Problem details | Your answer should be one number, the count of lines in the records that carry the string "banner".

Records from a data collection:

*** Block opens ***

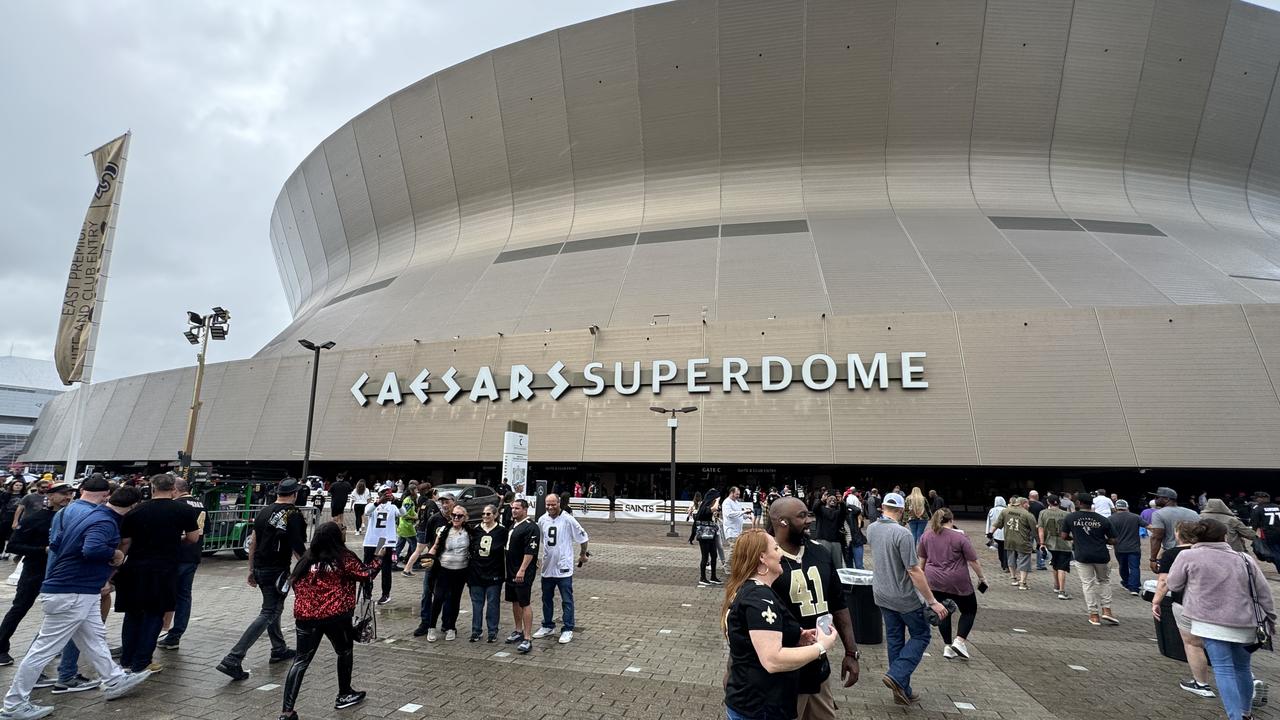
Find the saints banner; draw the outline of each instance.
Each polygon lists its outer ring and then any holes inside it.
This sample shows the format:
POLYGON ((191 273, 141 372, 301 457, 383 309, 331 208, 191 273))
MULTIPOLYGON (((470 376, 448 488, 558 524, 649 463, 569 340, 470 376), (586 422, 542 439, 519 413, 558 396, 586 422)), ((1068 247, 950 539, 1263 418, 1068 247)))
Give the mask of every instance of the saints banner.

*** Block closes ***

Exercise output | 2